Task brief
Under this task are some entries; return every one of them exactly.

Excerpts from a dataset
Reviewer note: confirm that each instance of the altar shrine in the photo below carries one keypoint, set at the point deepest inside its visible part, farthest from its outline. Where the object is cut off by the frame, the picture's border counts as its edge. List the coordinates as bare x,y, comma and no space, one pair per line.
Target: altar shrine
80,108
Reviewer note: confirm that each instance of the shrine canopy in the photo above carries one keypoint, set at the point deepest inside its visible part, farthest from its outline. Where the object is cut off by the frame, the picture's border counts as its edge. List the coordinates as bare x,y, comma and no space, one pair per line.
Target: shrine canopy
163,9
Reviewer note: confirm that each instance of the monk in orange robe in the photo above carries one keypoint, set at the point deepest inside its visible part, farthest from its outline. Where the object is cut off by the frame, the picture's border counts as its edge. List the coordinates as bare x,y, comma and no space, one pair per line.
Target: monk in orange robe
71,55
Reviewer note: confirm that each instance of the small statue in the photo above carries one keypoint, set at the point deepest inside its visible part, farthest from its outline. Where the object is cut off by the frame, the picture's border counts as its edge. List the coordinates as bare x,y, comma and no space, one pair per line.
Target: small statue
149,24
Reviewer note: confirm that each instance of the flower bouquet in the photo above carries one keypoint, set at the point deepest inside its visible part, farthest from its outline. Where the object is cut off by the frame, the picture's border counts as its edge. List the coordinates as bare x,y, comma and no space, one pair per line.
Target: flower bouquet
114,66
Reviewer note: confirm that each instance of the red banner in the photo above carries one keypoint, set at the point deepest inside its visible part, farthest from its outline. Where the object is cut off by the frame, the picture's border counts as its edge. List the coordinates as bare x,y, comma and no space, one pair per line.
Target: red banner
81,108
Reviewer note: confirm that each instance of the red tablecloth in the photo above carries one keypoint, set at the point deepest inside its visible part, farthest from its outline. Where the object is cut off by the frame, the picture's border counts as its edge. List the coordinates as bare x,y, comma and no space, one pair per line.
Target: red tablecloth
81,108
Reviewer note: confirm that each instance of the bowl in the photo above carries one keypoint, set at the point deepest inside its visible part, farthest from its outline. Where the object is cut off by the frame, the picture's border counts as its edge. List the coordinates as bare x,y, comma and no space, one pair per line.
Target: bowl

Task output
Reviewer note: confirm that each instance of the altar shrine in the photo below carries one keypoint, set at the point deepest inside its visible part, farthest from its outline. Where the object is cut off by the frame, the picture's border counts as its edge. List the coordinates as bare x,y, comma and no space, one pair per line.
Target: altar shrine
80,108
Reviewer note: confirm that each instance of the shrine canopy in the photo above carries one keypoint, set at the point deepest inside its visible part, farthest from its outline. Where the object is cut off by the frame, the picture's border counts as its edge. List the coordinates as bare x,y, comma and no space, one pair per line.
Target: shrine canopy
163,9
Reviewer note: confirm that each instance of the monk in orange robe in the photo above carries one keypoint, set at the point deepest inside its visible part, farthest from its outline. Where the object is cut off by the frame, the picture's border counts as its edge. List the coordinates as bare x,y, comma and no space, one pair per line.
Target: monk in orange robe
71,55
Reviewer note: confirm that each instance of the small statue in the photo above carries one keypoint, set at the point deepest inside its visible part, farthest from its outline. Where the object is cut off by the frame, the picture's border counts as its edge. List the coordinates as bare x,y, comma and no space, one pair per line.
Target: small statue
149,24
Reviewer note: confirm that each instance of the flower bouquet in the photo above carries one keypoint, set at the point deepest inside its visible part, farthest from its outline. Where the object is cut off by the frame, the picture's border counts as its edge. List the coordinates as bare x,y, comma and no space, one pair per line.
Target: flower bouquet
114,66
Reviewer note: confirm that each instance of the red banner in the photo above carries one keypoint, set at the point deepest inside its visible part, farthest from its outline. Where the object is cut off by the frame, the picture's border counts as its edge. List the coordinates as bare x,y, comma and no space, one pair per line.
Target: red banner
81,108
Reviewer note: confirm that each instance of the red tablecloth in the photo above carries one keypoint, set at the point deepest inside its visible part, farthest from its outline. Where the object is cut off by the frame, the picture's border counts as its edge. List the coordinates as bare x,y, comma and no space, one pair per line.
Target: red tablecloth
81,108
Reviewer note: confirm that each instance of the bowl in the photo above carries one keypoint, set at the point deepest inside its visible part, farthest from its outline. Where the object is cut off by the frame, the picture's border counts as its edge. List the coordinates as bare x,y, comma and no space, one pair per line.
Target: bowl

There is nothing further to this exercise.